SELECTED PASSAGE>
Vijayendra Kasturi Ranga Varadaraja Rao (8 July 1908 – 25 July 1991) was an Indian economist, politician and educator.

Early life
Rao was born in a Kannada speaking Madhwa Brahmin family on 8 July 1908 at Kancheepuram in Tamil Nadu to Kasturirangachar and Bharati Amma. He had his early schooling in Tindivanam and Madras (Chennai). He was a recipient of the Padma Vibhushan. He served as a Union Minister for the Education in 1971, elected as member for Bellary in 1967 and 1971. He obtained a B.A and M.A in economics from Bombay University before earning another B.A from Cambridge where he was a member of Gonville & Caius College. He was awarded the Ph.D. of Cambridge in 1937; the title of his doctoral thesis was "The national income of British India, 1931-1932". He studied with John Maynard Keynes.

Honours

Rao received many awards that include: Cobdon Club Medal in Political Economy (1927), Lord Minto Scholarship (1927–29), Dakshina Fellowship (1927–29), Madan Memorial Lecture in Indian Currency, Bombay (1931), Sir Mangaldas Nathubhai Traveling Fellowship, Bombay University (1932–35), Carton Studentship in Social Sciences, Great Britain (1934–36), Sir Thomas Greshan Research Studentship, Caius College, Cambridge (1934–36) Adam Smith Prize, Cambridge and Dadabhai Nauroji Memorial Prize (1934). Academic Honours include Honorary D.Litt. from Delhi, Jabalpore, Indore, Andhra and Nagpur Universities, Hon D.C.L. from Oxford University, Honorary Professorship of Osmania, Andhra Universities, Hon. Fellowship of Conville and Caius College, Cambridge.

AVAILABLE DATA>
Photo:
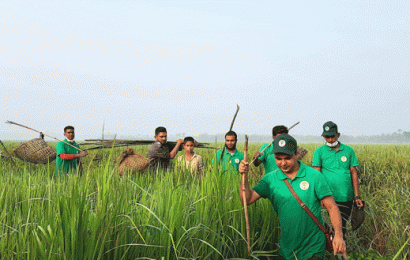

THINGS TO DO>
1. Decide whether each statement below agrees with the passage about Vijayendra Kasturi Ranga Varadaraja Rao. For each one, answer yes or no and quote the words of the passage that settle it.
(a) Rao earned his doctorate from Cambridge in 1937.
(b) Rao was elected as member for Bellary only once.
(c) Rao won the Adam Smith Prize at Oxford.
2. Write what comes next in the passage about Vijayendra Kasturi Ranga Varadaraja Rao, beginning after its last sentence.

ANSWERS PROVIDED>
1.
(a) Yes: "He was awarded the Ph.D. of Cambridge in 1937"
(b) No: "elected as member for Bellary in 1967 and 1971"
(c) No: "Adam Smith Prize, Cambridge"

2.
Institute builder

Rao established three noted institutions in Social Science research in India: Delhi School of Economics, Institute of Economic Growth and the Institute for Social and Economic Change. He was also instrumental in establishing the Indian Council of Social Science Research, Agro-economic Centres and Population Research Centres. He created an autonomous public body in the form of the Indian Council of Social Science Research. This was established under the Societies Registration Act (1860) on 30 July 1969 at Delhi. All the 3 institutions founded by him, even today maintain very close intra-institutional relationship. Central Institute of Indian Languages, Mysuru, an office of the Ministry of Human Resource Development, is also considered to be the brainchild of Rao. Another organization that owes its present prominence to Rao’s vision is the Indian Institute of Foreign Trade, Delhi. He was one of the founding members of the Delhi Karnataka Sangha and served as its third president.

Publications
Notable among his  works are: Taxation of Income in India  (1931), An essay on India’s National Income -1925-29 – (1936); The National Income of British India (1940); India and International Currency Plans (1945); Post-War Rupee (1948); Gandhian Alternative to Western Socialism (1970); Values and Economic Development – The Indian Challenge (1971); the Nehru Legacy (1971); Swami Vivekananda – Prophet of Vedantic Socialism (1978); Many Languages and One Nation – the Problem of Integration (1979); India’s National Income  1950-80 (1983) Food, Nutrition and Poverty (1982); Indian socialism: Retrospect and Prospect (1982), etc. He was awarded Padma Vibhushan  by the Government of India in 1974.

Positions held

 Adviser for Planning, Food Department (1945–46)
 Food and Economic Adviser, Government of India at Washington (1946–47)
 Director, Delhi School of Economics, Delhi (1948–57)
 Vice Chancellor, University of Delhi (1957–60)
 Director, Institute of Economic Growth, Delhi (1960–63)
 Member, Planning Commission (1963–66)
 Union Cabinet Minister for Transport and Shipping (1967–69)
 Union Cabinet Minister for Education & Youth Services (1969–71)
 Director, Institute for Social and Economic Change, Bangalore (1972–77)
 National Professor, Government of India (1985-1990).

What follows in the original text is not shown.